Provided data START
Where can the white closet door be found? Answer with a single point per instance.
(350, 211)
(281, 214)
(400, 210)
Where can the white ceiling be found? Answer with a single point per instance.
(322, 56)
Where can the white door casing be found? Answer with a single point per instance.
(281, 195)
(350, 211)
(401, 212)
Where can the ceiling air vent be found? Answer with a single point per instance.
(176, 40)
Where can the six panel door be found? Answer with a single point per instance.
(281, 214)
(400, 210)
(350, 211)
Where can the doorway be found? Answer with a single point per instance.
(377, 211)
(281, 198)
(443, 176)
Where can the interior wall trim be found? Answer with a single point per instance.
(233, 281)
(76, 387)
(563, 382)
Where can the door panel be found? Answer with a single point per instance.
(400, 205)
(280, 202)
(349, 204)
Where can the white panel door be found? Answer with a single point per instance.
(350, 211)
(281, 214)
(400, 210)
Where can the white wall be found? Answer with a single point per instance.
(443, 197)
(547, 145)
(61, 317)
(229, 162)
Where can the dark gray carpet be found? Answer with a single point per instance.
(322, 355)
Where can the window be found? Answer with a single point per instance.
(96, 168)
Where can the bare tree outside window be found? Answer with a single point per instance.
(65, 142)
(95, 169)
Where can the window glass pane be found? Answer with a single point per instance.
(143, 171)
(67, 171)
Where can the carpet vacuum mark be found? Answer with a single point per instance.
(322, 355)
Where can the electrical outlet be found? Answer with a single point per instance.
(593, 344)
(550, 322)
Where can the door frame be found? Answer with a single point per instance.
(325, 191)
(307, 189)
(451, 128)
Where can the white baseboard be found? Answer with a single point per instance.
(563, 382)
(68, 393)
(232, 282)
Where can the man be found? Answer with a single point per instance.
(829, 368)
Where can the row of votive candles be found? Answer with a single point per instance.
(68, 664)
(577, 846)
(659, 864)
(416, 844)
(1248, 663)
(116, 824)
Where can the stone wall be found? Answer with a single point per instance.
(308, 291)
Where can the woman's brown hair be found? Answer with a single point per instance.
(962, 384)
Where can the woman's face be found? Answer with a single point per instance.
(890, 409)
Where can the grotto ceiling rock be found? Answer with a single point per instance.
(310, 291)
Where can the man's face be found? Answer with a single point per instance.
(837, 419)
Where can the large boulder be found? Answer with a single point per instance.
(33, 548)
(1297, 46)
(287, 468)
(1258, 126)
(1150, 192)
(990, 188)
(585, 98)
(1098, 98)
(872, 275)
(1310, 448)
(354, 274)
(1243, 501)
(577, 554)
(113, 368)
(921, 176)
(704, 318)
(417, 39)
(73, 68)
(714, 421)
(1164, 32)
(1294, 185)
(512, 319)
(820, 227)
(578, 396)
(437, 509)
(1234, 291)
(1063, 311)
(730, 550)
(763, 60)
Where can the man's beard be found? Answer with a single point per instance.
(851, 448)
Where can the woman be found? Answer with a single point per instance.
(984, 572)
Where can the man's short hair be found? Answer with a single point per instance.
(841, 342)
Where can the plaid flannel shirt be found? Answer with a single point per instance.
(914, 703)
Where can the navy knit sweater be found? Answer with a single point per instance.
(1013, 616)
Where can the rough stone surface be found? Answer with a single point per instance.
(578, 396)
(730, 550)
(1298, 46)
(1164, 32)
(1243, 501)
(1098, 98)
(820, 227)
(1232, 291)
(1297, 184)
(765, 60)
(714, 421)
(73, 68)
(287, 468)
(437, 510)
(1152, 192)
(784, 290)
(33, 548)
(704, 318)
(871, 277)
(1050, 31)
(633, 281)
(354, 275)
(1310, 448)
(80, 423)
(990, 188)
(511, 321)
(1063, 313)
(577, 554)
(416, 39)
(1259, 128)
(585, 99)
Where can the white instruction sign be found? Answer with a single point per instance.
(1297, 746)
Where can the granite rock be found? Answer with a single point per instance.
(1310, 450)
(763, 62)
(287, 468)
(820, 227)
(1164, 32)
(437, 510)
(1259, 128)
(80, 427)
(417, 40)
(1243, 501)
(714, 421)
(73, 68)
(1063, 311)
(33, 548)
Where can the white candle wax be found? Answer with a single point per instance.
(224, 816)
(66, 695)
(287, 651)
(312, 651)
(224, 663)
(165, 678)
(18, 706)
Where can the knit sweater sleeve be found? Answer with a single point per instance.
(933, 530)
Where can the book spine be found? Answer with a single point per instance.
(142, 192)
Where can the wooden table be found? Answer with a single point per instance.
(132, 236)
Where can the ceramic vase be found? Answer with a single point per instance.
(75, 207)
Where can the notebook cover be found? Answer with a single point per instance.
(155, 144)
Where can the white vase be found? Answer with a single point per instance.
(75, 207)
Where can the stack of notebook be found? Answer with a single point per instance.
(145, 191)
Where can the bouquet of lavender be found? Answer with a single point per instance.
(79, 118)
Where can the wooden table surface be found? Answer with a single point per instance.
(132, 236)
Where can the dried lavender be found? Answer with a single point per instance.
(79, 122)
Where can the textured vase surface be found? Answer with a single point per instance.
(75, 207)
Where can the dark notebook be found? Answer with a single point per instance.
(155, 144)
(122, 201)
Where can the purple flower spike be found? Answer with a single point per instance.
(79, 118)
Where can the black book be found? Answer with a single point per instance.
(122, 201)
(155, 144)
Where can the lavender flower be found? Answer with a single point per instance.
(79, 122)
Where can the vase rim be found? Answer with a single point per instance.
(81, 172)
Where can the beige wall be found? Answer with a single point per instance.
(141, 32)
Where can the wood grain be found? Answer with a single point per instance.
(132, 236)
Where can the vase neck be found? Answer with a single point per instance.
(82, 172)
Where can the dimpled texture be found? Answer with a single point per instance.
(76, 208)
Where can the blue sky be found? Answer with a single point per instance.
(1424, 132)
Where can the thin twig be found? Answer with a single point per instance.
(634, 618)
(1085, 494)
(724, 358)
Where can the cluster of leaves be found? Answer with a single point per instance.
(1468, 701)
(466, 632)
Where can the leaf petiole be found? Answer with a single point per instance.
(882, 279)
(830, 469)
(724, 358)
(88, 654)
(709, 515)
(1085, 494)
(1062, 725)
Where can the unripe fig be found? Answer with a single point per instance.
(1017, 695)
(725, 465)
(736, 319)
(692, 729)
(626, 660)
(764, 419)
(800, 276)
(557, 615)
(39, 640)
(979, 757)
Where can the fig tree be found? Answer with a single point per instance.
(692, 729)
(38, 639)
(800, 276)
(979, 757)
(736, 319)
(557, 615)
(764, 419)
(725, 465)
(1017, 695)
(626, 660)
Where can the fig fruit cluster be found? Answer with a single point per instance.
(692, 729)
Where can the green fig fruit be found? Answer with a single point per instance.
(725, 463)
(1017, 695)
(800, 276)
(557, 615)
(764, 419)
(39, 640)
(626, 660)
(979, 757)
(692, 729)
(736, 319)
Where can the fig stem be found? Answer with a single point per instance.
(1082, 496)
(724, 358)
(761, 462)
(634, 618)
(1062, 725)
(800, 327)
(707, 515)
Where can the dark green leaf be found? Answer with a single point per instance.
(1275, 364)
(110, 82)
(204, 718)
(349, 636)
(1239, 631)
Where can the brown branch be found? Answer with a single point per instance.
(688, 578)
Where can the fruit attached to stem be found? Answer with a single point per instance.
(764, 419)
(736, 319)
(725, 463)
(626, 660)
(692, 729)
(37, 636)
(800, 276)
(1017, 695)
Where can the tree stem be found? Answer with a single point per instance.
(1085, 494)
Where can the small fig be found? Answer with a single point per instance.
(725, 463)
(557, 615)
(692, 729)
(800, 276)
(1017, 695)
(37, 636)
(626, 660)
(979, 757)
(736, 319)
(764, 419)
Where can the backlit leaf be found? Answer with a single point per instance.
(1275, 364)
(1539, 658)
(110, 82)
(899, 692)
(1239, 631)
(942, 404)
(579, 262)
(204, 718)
Provided data END
Instructions to follow>
Transcribe each record above exactly. Skip none.

Solution to the problem>
Where can the white closet door be found? Answer with a single point per instance.
(350, 211)
(281, 214)
(400, 210)
Where can the white ceiling be found? Answer with a single point per instance.
(322, 56)
Where can the white door casing be found? Answer with a single point per instance.
(281, 195)
(350, 211)
(401, 212)
Where can the ceiling air vent be found? Answer with a single point per instance.
(176, 40)
Where can the six panel door be found? Answer with a single point per instance.
(281, 214)
(400, 210)
(350, 211)
Where can the doorway be found? Answer with a single point per instance.
(377, 211)
(281, 198)
(443, 176)
Where can the interior wall trim be found? Answer with a single point per instance.
(233, 281)
(76, 387)
(563, 382)
Where can the door panel be found? Answer with a single point per instance.
(400, 205)
(280, 202)
(349, 204)
Where can the white panel door be found? Answer with a single point per instance.
(350, 211)
(281, 214)
(400, 210)
Where can the white wall be found? Answer with a single point per instance.
(443, 197)
(547, 145)
(61, 317)
(229, 162)
Where can the dark gray carpet be found? Answer with a single point per instance.
(322, 355)
Where can the window be found? Answer with a single point per instance.
(96, 168)
Where can the bare tree outside window be found? Answer with a single point per instance.
(65, 142)
(95, 169)
Where can the window glass pane be found? Answer with a single point per instance.
(143, 171)
(67, 171)
Where can the carpet vacuum mark be found? Answer with a single point per instance.
(322, 355)
Where can the electrical outlet be found? Answer with a single point per instance.
(593, 344)
(550, 322)
Where can the door frame be found? Answer with a single point per instance.
(325, 191)
(307, 189)
(451, 128)
Where can the white baseboard be found? Answer with a single point per instance.
(563, 382)
(68, 393)
(232, 282)
Where can the man be found? Answer with a single point per instance.
(829, 368)
Where can the row of votive candles be found? Answer with a single point per instance.
(68, 664)
(577, 846)
(659, 864)
(416, 844)
(1248, 663)
(116, 824)
Where can the stone wall be found? Answer with a single point per instance.
(308, 291)
Where can the woman's brown hair be found? Answer with a single point per instance.
(962, 384)
Where can the woman's face be found? Answer with a single point per instance.
(890, 409)
Where can the grotto ceiling rock be found? Answer with a single point per instance.
(310, 291)
Where can the man's face be found? Answer with a single point per instance.
(837, 419)
Where can the large boulder be found? Answer with a single point per instance.
(33, 548)
(1297, 46)
(287, 468)
(1258, 126)
(1150, 192)
(990, 188)
(585, 98)
(1098, 98)
(872, 275)
(1310, 448)
(354, 274)
(1243, 501)
(577, 554)
(113, 368)
(921, 176)
(704, 318)
(417, 39)
(73, 68)
(714, 421)
(1164, 32)
(1294, 185)
(512, 319)
(820, 227)
(578, 396)
(437, 509)
(1234, 291)
(1063, 311)
(730, 550)
(763, 60)
Where can the man's beard be found? Answer with a single point per instance.
(851, 448)
Where can the woman be found? Answer with a single point per instance.
(984, 572)
Where can the man's short hair be found? Answer with a single point per instance.
(841, 342)
Where can the plaid flannel shirt be found? Answer with a single point per instance.
(914, 703)
Where can the navy knit sweater be found? Answer with a single point per instance.
(1013, 616)
Where can the rough stone surface be found? Answer with a single point per instance.
(578, 396)
(730, 550)
(1298, 46)
(1164, 32)
(1243, 501)
(1098, 98)
(820, 227)
(1232, 291)
(1297, 184)
(765, 60)
(714, 421)
(73, 68)
(287, 468)
(437, 510)
(1152, 192)
(784, 290)
(33, 548)
(704, 318)
(871, 277)
(1050, 31)
(633, 281)
(354, 275)
(1310, 448)
(80, 423)
(990, 188)
(511, 321)
(1063, 313)
(577, 554)
(416, 39)
(1259, 128)
(585, 99)
Where can the white instruction sign be found? Answer with a single point per instance.
(1297, 746)
Where can the granite rock be found? Answer with a single point per instance.
(1310, 450)
(763, 62)
(287, 468)
(820, 227)
(1164, 32)
(437, 510)
(1259, 128)
(80, 427)
(417, 40)
(1243, 501)
(714, 421)
(73, 68)
(1063, 311)
(33, 548)
Where can the white candle wax be found? Answer with a single point per instance.
(224, 816)
(66, 695)
(287, 651)
(312, 651)
(224, 663)
(165, 678)
(18, 706)
Where can the knit sweater sleeve be found? Answer with a single point per instance.
(933, 530)
Where can the book spine be found? Answer with a single point per instance.
(142, 192)
Where can the wooden table be found? Answer with a single point per instance.
(132, 236)
Where can the ceramic vase be found? Answer with a single point per instance.
(75, 207)
Where can the notebook cover be found? Answer with a single point per instance.
(155, 144)
Where can the white vase be found? Answer with a single point per instance.
(75, 207)
Where can the stack of notebook be found? Answer with a single point per instance.
(145, 191)
Where can the bouquet of lavender be found? Answer with a single point per instance.
(79, 118)
Where can the wooden table surface be found? Answer with a single point per instance.
(132, 236)
Where can the dried lavender be found? Answer with a single point per instance.
(79, 122)
Where can the textured vase surface be found? Answer with a single point per instance.
(75, 207)
Where can the dark notebook be found? Answer with a single point per instance.
(155, 144)
(122, 201)
Where can the purple flower spike be found? Answer with a single point per instance.
(79, 118)
Where can the black book be found? Answer with a single point per instance.
(122, 201)
(155, 144)
Where can the lavender flower be found? Answer with a single point per instance.
(79, 122)
Where can the vase rim be found? Answer with a single point per instance.
(81, 172)
Where can the beige wall be found? Answer with a single point per instance.
(141, 32)
Where can the wood grain be found? Answer with a single point per instance.
(132, 236)
Where can the vase neck be found? Answer with a single point per instance.
(82, 172)
Where can the dimpled texture be found? Answer with a single point per instance.
(76, 208)
Where can the blue sky be found? Answer with a single point per instance.
(1424, 132)
Where can the thin twig be found? Answer with a single point per instance.
(634, 618)
(1085, 494)
(724, 358)
Where can the cluster of leaves be found? Answer with a single point per instance.
(1468, 701)
(466, 632)
Where can the leaf petiole be found? Answer with a single point per instance.
(882, 279)
(830, 469)
(724, 358)
(88, 654)
(709, 515)
(1085, 494)
(1062, 725)
Where can the unripe fig be found? Answer with a single point per instance.
(1017, 695)
(725, 465)
(736, 319)
(692, 729)
(626, 660)
(764, 419)
(800, 276)
(557, 615)
(39, 640)
(979, 757)
Where can the fig tree be found? Answer with a single point per instance.
(692, 729)
(38, 639)
(800, 276)
(979, 757)
(736, 319)
(557, 615)
(764, 419)
(725, 465)
(1017, 695)
(626, 660)
Where can the fig fruit cluster be found? Answer with a single point per instance.
(692, 729)
Where can the green fig fruit be found? Answer with a single point per instance.
(725, 463)
(1017, 695)
(800, 276)
(557, 615)
(764, 419)
(39, 640)
(626, 660)
(979, 757)
(692, 729)
(736, 319)
Where can the fig stem be found? Answer with a single point per instance.
(1082, 496)
(724, 358)
(761, 462)
(634, 618)
(1062, 725)
(800, 327)
(707, 515)
Where can the dark green leaf be found? Answer with a single point per instance.
(1275, 364)
(110, 82)
(204, 718)
(349, 636)
(1239, 631)
Where can the brown branch be found? Answer with a single point per instance.
(688, 578)
Where can the fruit attached to stem be found? Answer with a single point per instance.
(764, 419)
(736, 319)
(725, 463)
(626, 660)
(692, 729)
(37, 636)
(800, 276)
(1017, 695)
Where can the tree stem be found? Answer with a single point per instance.
(1085, 494)
Where can the small fig be found? Answer with a single point per instance.
(725, 463)
(557, 615)
(692, 729)
(800, 276)
(1017, 695)
(37, 636)
(626, 660)
(979, 757)
(736, 319)
(764, 419)
Where can the backlit leaf be found? Answer with a single point per instance.
(1275, 364)
(1539, 658)
(110, 82)
(899, 692)
(1239, 631)
(942, 404)
(579, 262)
(204, 718)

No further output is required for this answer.